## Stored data
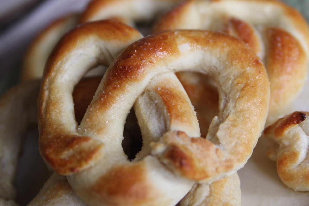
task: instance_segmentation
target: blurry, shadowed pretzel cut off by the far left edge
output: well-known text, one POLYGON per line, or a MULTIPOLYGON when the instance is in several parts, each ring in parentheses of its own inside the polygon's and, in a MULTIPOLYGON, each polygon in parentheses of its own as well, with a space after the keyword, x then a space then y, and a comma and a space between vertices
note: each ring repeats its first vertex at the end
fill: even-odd
POLYGON ((19 148, 28 127, 36 121, 40 82, 30 81, 7 91, 0 99, 0 202, 15 200, 14 186, 19 148))

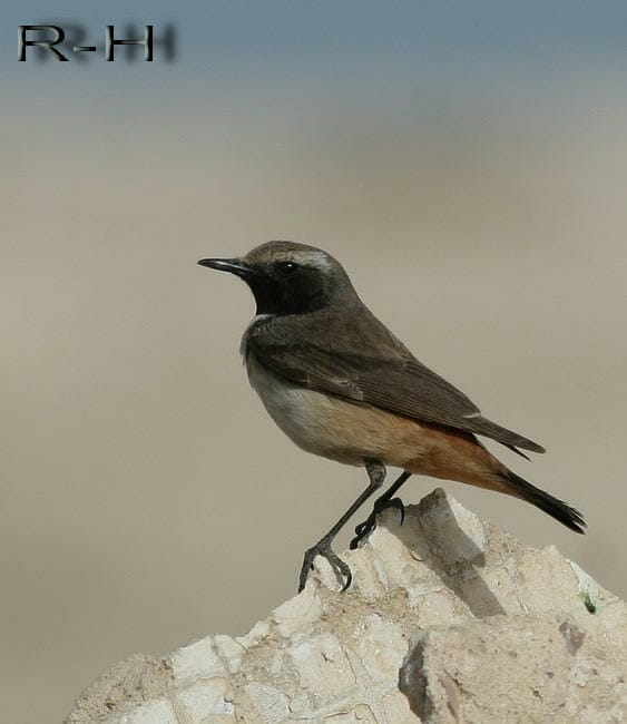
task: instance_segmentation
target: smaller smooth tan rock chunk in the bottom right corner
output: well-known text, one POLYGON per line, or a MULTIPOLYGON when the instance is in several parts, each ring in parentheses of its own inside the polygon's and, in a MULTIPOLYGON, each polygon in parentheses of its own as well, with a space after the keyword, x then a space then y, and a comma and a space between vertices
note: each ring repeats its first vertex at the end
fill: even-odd
POLYGON ((624 722, 627 714, 625 661, 564 612, 431 628, 405 658, 400 687, 422 722, 624 722))

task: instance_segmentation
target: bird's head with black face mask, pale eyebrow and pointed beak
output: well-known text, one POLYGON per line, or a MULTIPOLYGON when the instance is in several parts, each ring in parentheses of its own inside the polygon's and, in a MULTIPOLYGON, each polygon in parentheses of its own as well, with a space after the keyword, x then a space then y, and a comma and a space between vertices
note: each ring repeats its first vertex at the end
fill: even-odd
POLYGON ((238 258, 203 258, 198 264, 243 278, 257 314, 305 314, 356 299, 342 265, 306 244, 267 242, 238 258))

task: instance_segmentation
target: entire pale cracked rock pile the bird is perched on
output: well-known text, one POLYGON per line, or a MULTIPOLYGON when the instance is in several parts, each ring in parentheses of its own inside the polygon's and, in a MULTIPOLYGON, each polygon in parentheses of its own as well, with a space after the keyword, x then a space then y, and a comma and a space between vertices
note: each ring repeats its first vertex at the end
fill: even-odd
POLYGON ((627 607, 438 489, 245 636, 137 655, 68 724, 623 722, 627 607))

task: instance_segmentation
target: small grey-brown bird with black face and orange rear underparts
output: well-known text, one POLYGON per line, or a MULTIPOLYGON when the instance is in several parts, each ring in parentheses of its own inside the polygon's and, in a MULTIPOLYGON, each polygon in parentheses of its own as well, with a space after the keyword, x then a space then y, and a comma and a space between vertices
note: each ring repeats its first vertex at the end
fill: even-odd
POLYGON ((337 532, 384 483, 386 468, 399 478, 376 498, 355 528, 356 548, 388 507, 404 512, 395 497, 411 474, 464 482, 513 496, 585 532, 582 515, 499 461, 481 442, 489 438, 528 458, 542 453, 532 440, 483 417, 460 390, 420 362, 362 302, 346 271, 315 246, 272 241, 241 257, 198 264, 229 272, 251 288, 255 316, 242 337, 251 385, 278 428, 306 452, 365 469, 368 487, 322 538, 305 551, 298 591, 316 556, 342 581, 350 566, 332 548, 337 532))

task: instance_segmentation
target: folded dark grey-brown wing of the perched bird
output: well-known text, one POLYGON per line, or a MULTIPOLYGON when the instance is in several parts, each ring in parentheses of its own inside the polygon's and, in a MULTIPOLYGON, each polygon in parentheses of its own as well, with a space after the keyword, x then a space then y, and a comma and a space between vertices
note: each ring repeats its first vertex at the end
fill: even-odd
MULTIPOLYGON (((255 358, 277 374, 320 392, 398 414, 492 438, 508 448, 545 452, 537 442, 483 418, 479 408, 411 355, 373 355, 316 344, 249 341, 255 358)), ((515 450, 518 452, 517 450, 515 450)))

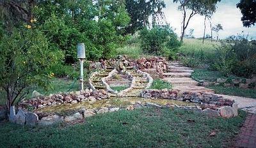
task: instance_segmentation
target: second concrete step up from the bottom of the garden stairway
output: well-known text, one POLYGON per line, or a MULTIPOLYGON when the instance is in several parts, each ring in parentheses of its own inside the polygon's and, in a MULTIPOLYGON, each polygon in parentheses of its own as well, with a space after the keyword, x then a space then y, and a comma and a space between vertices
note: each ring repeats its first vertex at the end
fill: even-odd
POLYGON ((172 78, 166 77, 163 78, 164 81, 171 83, 172 85, 197 85, 198 82, 193 80, 192 78, 172 78))

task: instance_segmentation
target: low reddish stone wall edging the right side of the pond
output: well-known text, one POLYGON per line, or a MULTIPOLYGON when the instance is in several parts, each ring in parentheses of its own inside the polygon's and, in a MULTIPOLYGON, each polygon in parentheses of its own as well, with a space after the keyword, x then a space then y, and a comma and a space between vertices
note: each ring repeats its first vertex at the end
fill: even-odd
POLYGON ((143 98, 155 99, 172 99, 179 101, 189 101, 199 103, 198 109, 207 114, 214 114, 214 116, 221 117, 236 117, 237 116, 237 103, 231 100, 225 100, 222 96, 209 93, 193 93, 183 92, 178 90, 168 89, 148 89, 141 93, 143 98))

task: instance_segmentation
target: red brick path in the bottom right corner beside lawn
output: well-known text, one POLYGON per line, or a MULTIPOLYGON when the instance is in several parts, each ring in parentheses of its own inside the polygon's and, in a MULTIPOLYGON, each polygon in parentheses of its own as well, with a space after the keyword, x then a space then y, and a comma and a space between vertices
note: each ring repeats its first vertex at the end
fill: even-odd
POLYGON ((256 147, 256 115, 250 114, 246 117, 243 127, 240 129, 234 147, 256 147))

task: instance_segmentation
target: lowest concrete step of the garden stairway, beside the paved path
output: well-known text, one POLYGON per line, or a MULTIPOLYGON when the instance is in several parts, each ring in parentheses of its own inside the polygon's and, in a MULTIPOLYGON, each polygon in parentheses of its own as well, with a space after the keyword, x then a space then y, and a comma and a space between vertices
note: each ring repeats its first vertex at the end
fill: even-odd
POLYGON ((202 86, 193 86, 193 85, 173 85, 173 89, 178 89, 182 92, 191 91, 191 92, 205 92, 205 93, 215 93, 213 89, 208 89, 202 86))

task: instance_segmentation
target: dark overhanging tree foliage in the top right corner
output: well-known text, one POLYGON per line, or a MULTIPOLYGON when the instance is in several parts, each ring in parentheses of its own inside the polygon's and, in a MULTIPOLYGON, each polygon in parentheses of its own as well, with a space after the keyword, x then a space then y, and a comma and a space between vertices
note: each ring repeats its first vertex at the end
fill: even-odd
POLYGON ((237 8, 241 10, 243 17, 241 18, 244 27, 254 26, 256 22, 256 1, 240 0, 237 8))

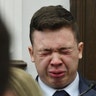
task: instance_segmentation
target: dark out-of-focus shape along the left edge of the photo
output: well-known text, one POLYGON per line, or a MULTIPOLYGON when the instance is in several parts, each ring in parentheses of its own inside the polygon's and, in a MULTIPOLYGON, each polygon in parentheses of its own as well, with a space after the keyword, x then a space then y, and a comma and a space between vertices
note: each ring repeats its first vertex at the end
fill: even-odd
POLYGON ((0 16, 0 96, 6 88, 10 66, 10 36, 0 16))

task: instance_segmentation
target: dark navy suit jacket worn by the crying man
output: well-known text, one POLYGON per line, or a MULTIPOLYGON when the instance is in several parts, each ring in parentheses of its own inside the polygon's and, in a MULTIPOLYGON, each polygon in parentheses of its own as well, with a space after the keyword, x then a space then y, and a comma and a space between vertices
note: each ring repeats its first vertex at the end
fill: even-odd
MULTIPOLYGON (((79 91, 80 91, 80 94, 81 94, 82 92, 85 92, 87 89, 89 89, 90 85, 93 82, 84 79, 80 75, 79 75, 79 79, 80 79, 79 80, 79 91)), ((38 82, 38 76, 36 77, 36 81, 38 82)), ((96 96, 96 85, 94 86, 94 88, 90 89, 86 94, 81 95, 81 96, 96 96)))

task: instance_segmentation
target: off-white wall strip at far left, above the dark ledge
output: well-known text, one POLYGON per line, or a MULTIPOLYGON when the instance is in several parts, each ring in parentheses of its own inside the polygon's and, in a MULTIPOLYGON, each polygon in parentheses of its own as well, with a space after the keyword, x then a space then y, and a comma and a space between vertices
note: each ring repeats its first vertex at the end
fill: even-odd
POLYGON ((21 60, 22 55, 22 0, 0 0, 0 13, 11 36, 10 55, 21 60))

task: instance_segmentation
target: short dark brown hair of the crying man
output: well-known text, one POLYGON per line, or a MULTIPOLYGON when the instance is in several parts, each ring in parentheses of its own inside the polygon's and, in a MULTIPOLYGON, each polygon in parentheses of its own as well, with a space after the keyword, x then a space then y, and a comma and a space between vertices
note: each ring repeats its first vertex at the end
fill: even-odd
POLYGON ((77 42, 80 41, 78 25, 68 10, 63 8, 61 5, 42 7, 33 15, 31 19, 30 41, 33 44, 33 33, 35 30, 56 30, 62 27, 72 28, 77 42))

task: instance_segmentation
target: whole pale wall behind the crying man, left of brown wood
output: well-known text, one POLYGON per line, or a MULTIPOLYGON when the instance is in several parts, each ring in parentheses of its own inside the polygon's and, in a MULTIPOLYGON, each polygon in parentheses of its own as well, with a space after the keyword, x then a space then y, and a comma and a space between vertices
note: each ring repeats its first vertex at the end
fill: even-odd
POLYGON ((0 0, 0 11, 12 37, 11 58, 25 61, 28 64, 26 71, 34 78, 37 71, 28 52, 28 46, 30 46, 29 24, 34 12, 47 5, 62 5, 66 9, 70 9, 69 0, 0 0))

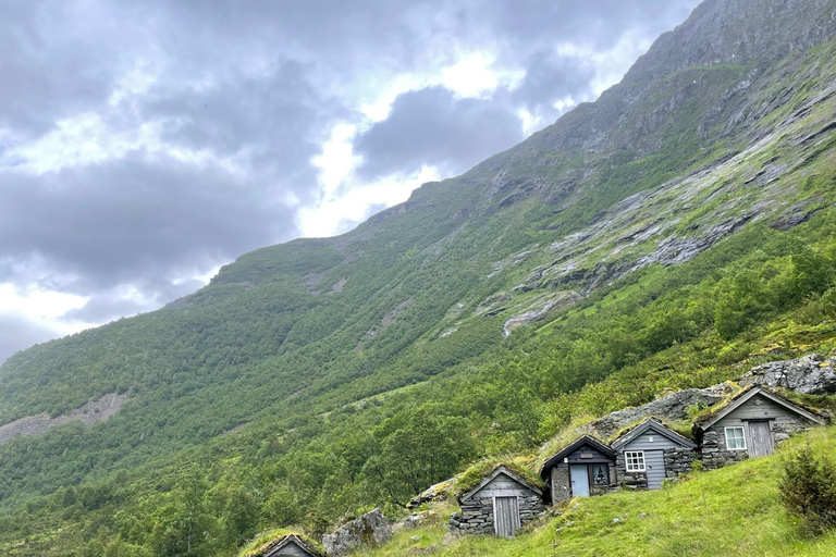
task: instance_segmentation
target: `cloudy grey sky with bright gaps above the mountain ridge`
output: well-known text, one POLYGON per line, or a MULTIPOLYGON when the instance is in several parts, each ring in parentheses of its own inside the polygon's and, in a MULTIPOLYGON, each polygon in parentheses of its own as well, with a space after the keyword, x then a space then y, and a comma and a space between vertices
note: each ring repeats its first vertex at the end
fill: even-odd
POLYGON ((0 0, 0 362, 460 174, 697 3, 0 0))

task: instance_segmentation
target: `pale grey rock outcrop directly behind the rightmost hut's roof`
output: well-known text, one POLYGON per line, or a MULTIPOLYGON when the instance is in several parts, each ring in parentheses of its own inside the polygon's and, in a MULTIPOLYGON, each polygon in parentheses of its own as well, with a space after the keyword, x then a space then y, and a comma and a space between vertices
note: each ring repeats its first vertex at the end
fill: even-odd
POLYGON ((836 358, 826 360, 820 354, 811 354, 797 360, 764 363, 743 374, 739 383, 783 387, 806 395, 831 395, 836 393, 836 358))

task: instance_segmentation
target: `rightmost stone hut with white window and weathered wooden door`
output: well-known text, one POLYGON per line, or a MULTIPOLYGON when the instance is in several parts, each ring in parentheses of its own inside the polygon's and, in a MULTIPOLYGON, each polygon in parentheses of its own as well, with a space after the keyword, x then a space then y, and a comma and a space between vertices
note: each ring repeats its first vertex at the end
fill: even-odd
POLYGON ((775 446, 825 420, 766 387, 743 391, 693 425, 706 470, 772 455, 775 446))

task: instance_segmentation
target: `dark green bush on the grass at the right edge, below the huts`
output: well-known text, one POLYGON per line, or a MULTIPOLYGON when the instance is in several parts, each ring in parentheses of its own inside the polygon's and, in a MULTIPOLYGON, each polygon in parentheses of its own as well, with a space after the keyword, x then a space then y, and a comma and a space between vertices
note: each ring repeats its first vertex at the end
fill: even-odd
POLYGON ((836 466, 808 445, 784 461, 780 498, 814 534, 836 527, 836 466))

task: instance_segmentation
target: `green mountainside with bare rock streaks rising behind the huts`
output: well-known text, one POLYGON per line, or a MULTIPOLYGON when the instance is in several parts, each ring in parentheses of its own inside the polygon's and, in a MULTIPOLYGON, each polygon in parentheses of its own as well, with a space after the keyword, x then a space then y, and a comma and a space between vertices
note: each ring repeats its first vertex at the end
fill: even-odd
POLYGON ((834 0, 705 0, 466 174, 11 357, 0 548, 180 555, 200 517, 224 555, 746 358, 829 350, 835 39, 834 0))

## What is being asked
Go through the records above and, whenever a line includes the word "rock", copy it.

## Completed exercise
target: smaller smooth tan rock chunk in the bottom right corner
target: entire pale cracked rock pile the bird is perched on
target: `pale grey rock outcrop directly behind the rightmost hut's roof`
target: `green mountainside with bare rock streaks rising behind the huts`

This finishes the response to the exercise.